### [Task]
Output each entry exactly; skip nothing.

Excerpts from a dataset
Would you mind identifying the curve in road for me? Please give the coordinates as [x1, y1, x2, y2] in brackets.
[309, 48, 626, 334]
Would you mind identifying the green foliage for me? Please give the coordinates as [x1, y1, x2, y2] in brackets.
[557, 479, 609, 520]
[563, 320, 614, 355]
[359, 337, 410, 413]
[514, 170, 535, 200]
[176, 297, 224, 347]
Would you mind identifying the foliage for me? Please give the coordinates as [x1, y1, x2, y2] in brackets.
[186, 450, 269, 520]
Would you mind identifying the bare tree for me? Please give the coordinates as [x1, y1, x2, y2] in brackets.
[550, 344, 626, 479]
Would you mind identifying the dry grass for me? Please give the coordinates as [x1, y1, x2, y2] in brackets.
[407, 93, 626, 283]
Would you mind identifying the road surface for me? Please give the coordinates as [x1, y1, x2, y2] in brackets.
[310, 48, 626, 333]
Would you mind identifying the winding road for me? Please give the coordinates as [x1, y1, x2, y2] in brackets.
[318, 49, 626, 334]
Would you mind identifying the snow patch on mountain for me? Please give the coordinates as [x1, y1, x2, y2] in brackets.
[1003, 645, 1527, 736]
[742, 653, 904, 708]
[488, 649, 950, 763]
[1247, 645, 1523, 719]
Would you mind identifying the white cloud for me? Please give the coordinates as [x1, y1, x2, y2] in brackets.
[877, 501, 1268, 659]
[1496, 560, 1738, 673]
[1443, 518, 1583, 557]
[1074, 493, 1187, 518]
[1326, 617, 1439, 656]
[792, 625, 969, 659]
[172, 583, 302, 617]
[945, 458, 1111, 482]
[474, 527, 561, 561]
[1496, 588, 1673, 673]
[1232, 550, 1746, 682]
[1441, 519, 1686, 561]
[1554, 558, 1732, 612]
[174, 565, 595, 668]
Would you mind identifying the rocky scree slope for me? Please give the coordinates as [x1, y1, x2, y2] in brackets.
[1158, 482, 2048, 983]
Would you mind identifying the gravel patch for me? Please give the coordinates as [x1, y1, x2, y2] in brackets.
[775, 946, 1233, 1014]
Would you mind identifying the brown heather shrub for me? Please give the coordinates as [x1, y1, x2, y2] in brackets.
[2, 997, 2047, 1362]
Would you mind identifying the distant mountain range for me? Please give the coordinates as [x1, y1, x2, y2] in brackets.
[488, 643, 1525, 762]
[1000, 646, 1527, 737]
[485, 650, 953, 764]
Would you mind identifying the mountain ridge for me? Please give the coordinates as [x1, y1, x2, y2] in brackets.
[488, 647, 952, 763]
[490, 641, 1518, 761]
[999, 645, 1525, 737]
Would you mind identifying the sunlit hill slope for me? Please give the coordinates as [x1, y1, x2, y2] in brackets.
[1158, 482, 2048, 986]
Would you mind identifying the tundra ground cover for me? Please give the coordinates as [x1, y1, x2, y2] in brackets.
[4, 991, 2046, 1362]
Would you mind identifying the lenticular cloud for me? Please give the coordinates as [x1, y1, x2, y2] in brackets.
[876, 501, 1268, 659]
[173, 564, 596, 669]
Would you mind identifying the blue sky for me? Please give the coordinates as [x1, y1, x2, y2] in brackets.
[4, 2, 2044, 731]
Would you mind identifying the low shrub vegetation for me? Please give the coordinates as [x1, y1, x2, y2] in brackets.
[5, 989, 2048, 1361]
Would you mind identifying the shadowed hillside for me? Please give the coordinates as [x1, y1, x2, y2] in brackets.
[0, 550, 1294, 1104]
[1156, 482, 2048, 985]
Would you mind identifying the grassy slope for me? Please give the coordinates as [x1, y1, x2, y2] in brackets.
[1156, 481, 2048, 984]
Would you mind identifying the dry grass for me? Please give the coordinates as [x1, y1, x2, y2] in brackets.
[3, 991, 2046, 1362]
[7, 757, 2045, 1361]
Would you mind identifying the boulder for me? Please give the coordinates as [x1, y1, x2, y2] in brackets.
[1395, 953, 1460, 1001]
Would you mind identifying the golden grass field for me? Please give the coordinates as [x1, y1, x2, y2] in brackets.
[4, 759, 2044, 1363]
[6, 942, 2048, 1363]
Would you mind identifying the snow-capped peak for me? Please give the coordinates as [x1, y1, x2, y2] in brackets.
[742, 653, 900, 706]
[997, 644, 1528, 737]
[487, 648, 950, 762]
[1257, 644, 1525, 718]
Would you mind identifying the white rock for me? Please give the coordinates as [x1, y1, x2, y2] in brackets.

### [Output below]
Would you mind identifying the curve in road for me? Please give the coordinates as [x1, y1, x2, y2] in brackets.
[309, 48, 626, 334]
Would you mind identifying the green foliage for me? Please give the coordinates as [x1, y1, x2, y2] in brackets.
[557, 479, 609, 520]
[563, 320, 614, 355]
[359, 337, 410, 413]
[514, 170, 535, 200]
[176, 297, 224, 347]
Would you mind identifying the foliage for me? Please give the coordinates as [x1, y1, x2, y2] in brackets.
[186, 450, 269, 520]
Would you mind identifying the bare tree for me? Please give the coordinates as [x1, y1, x2, y2] in brackets.
[550, 344, 626, 479]
Would you mind identifying the dry grass for me? Please give the coordinates as [x1, y1, x2, y2] in brackets.
[407, 93, 626, 283]
Would you mind identifying the road surface for me? Please give the coordinates as [x1, y1, x2, y2] in brackets.
[310, 48, 626, 333]
Would you mind identifying the winding road for me? Please give the coordinates as [x1, y1, x2, y2] in brackets.
[318, 49, 626, 334]
Would you mind identifying the snow patch on mountain for me? Please give the coordinates as [x1, y1, x2, y2] in brackets.
[1003, 645, 1527, 736]
[742, 653, 904, 708]
[488, 649, 950, 763]
[1247, 645, 1523, 719]
Would you mind identifying the white cloud for me? Please give the coordinates as [x1, y1, x2, y2] in brackets.
[877, 501, 1268, 659]
[1496, 560, 1738, 673]
[1443, 518, 1583, 557]
[1074, 493, 1187, 518]
[1326, 617, 1439, 656]
[792, 625, 969, 659]
[172, 583, 302, 617]
[945, 458, 1111, 482]
[474, 527, 561, 561]
[1496, 588, 1673, 673]
[1232, 550, 1746, 682]
[1441, 519, 1686, 561]
[1554, 558, 1732, 612]
[174, 565, 595, 668]
Would you mind identifying the rocky scree slope for me? Please give the coordinates as [x1, y1, x2, y2] in brackets.
[1158, 482, 2048, 983]
Would you mind identifying the gravel patch for me? Please give the coordinates as [x1, y1, x2, y2] in brackets.
[775, 946, 1233, 1014]
Would you mind identifying the brown heather shrub for me? Please give the coordinates as [x1, y1, x2, y2] in brackets.
[2, 997, 2047, 1362]
Would you mind identifying the distant mountain range for me? Please give the coordinates as [x1, y1, x2, y2] in brackets.
[488, 643, 1525, 762]
[1000, 646, 1527, 737]
[485, 650, 953, 764]
Would you mind identifying the mountain ridge for me? Please give the coordinates as [x1, y1, x2, y2] in brackets.
[488, 647, 952, 763]
[490, 641, 1518, 761]
[999, 645, 1525, 737]
Would you mind identifying the sunlit hill slope for me? Please give the coordinates as [x1, y1, x2, y2] in brackets.
[1158, 482, 2048, 986]
Would you mind identifying the tundra ground cover for me? Please give the coordinates as [x1, y1, x2, y2] in brackets.
[4, 991, 2046, 1362]
Would you mind identifying the lenticular cloud for me? Please give the coordinates as [x1, y1, x2, y2] in brackets.
[876, 501, 1268, 659]
[173, 564, 596, 669]
Would you mind identifying the blue sky for me? Please give the coordinates as [x1, y1, x2, y2] in brackets.
[4, 2, 2044, 731]
Would you mind identifying the low shrub vegetation for me? Please give the coordinates as [x1, y1, x2, y2] in brackets.
[5, 989, 2048, 1361]
Would you mind identifying the shadowed hillside for me? Please give the coordinates as [x1, y1, x2, y2] in brackets.
[0, 550, 1294, 1104]
[1156, 482, 2048, 985]
Would you mind identifying the grassy slope for me? Please give the coordinates as [x1, y1, x2, y2] in brackets.
[1156, 481, 2048, 984]
Would you mind identifying the dry grass for me? Please give the coordinates as [x1, y1, x2, y2] in brackets.
[3, 991, 2046, 1362]
[7, 757, 2045, 1361]
Would you mind identifying the boulder for me? Please give the coordinates as [x1, y1, x2, y2] in brackets.
[1395, 953, 1460, 1001]
Would you mind identifying the golden grass field for me? Please give the coordinates as [x1, y1, x2, y2] in brackets.
[4, 759, 2044, 1363]
[6, 942, 2048, 1363]
Would you mind identifying the snow-capped peak for me? Please give the coordinates as [x1, y1, x2, y2] in brackets.
[742, 653, 900, 706]
[997, 644, 1528, 737]
[487, 648, 950, 762]
[1257, 644, 1525, 718]
Would you mind identifying the white rock for me? Please give the coordinates as [x1, y1, x2, y2] in brackets.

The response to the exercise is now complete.